__TASKS TO CARRY OUT__.
**a)** Please decide whether each statement agrees with the Edward K. Delaney biography below: (i) Delaney lost a 1942 race for a U.S. House seat to Melvin Maas; (ii) Delaney was a Republican; (iii) John J. McDonough followed Delaney as mayor of St. Paul. Answer yes or no for each, quoting the words of the biography that settle it.
**b)** Pick up the Edward K. Delaney biography below after its final sentence and continue it.

__DOCUMENT PASSAGE__.

42nd Mayor of Saint Paul, Minnesota
- In office 1948–1952
- Preceded by: John J. McDonough
- Succeeded by: John E. Daubney

Personal details
- Born: August 12, 1909 Saint Paul, Minnesota, U.S.
- Died: October 2, 1973 (aged 64) Ramsey County, Minnesota, U.S.
- Resting place: Resurrection Cemetery
- Party: Democratic (DFL)
- Spouse: Gertrude
- Children: 8
- Occupation: Politician; judge;

= Edward K. Delaney =

American politician (1909–1973)

Edward K. Delaney (August 12, 1909 – October 2, 1973) was mayor of St. Paul, Minnesota from 1948 to 1952.

==Early life==
Edward K. Delaney was born on August 12, 1909, in St. Paul, Minnesota. He was of Irish ancestry.

==Career==
Delaney served as justice of the peace in the 1930s and 1940s. He was a Democrat. He ran for the 4th district seat in the U.S. House of Representatives in 1942, but lost to Melvin Maas. He served as mayor of St. Paul, Minnesota, from 1948 to 1952. He was a member of the board of commissioners of Ramsey County.

Stored data entries
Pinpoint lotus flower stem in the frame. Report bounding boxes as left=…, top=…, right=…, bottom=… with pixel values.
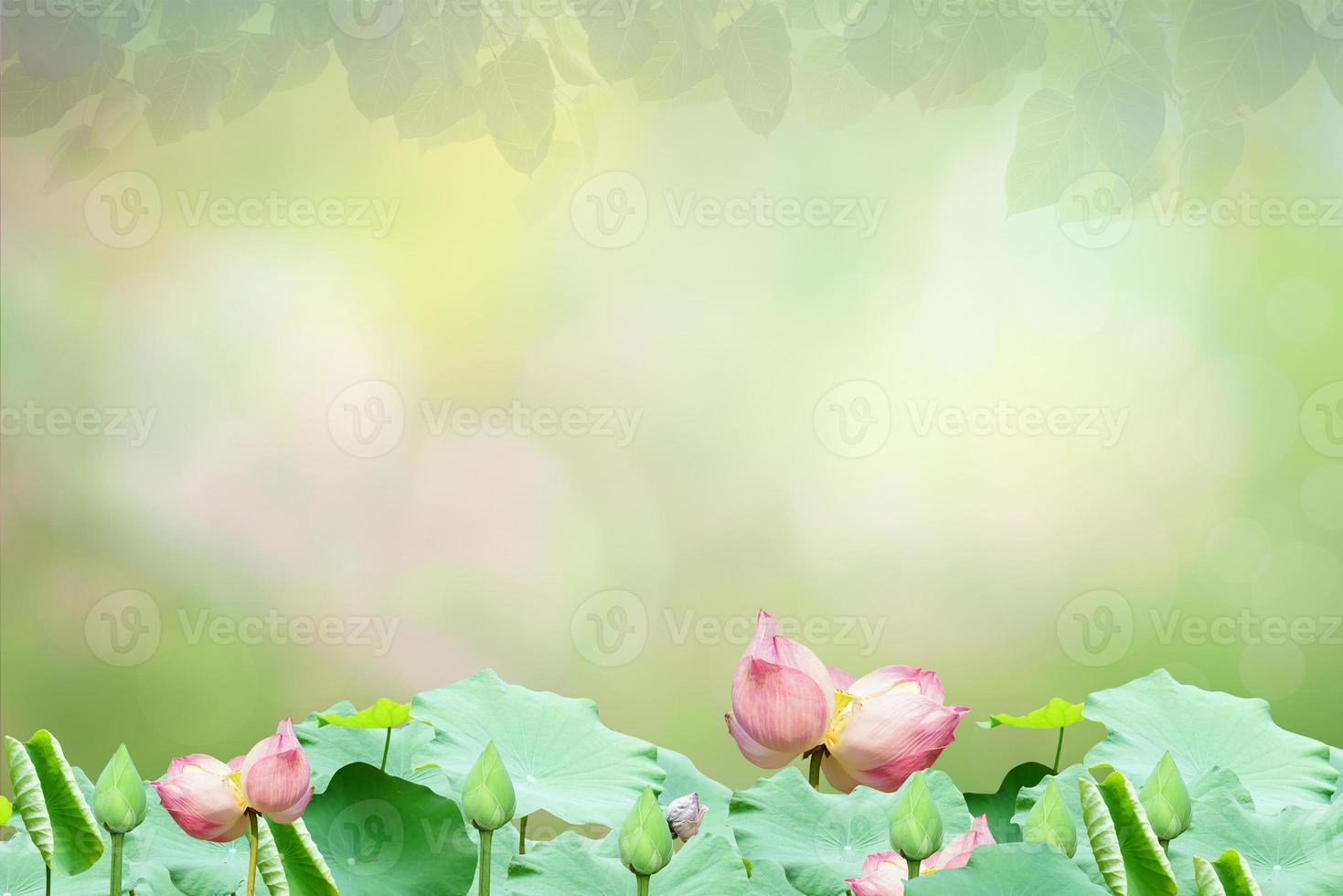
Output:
left=247, top=808, right=258, bottom=896
left=112, top=831, right=126, bottom=896
left=479, top=829, right=495, bottom=896
left=807, top=750, right=825, bottom=791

__ANSWERS TO EACH TASK__.
**a)**
(i) Yes: "He ran for the 4th district seat in the U.S. House of Representatives in 1942, but lost to Melvin Maas."
(ii) No: "He was a Democrat."
(iii) No: "Succeeded by: John E. Daubney"

**b)**
In 1965, Delaney was appointed by Governor Karl Rolvaag as municipal judge of St. Paul.

==Personal life==
Delaney married Gertrude. They had four daughters and four sons, Alice, Gertrude "Trudy", Kathleen R., Elizabeth Ann, Edward K. Jr., Joseph T., Michael T., and Jerome "Jerry" T. He lived on Portland Avenue in St. Paul.

Delaney died following a stroke on October 2, 1973, aged 64, at St. Paul-Ramsey Hospital. He was buried at Resurrection Cemetery.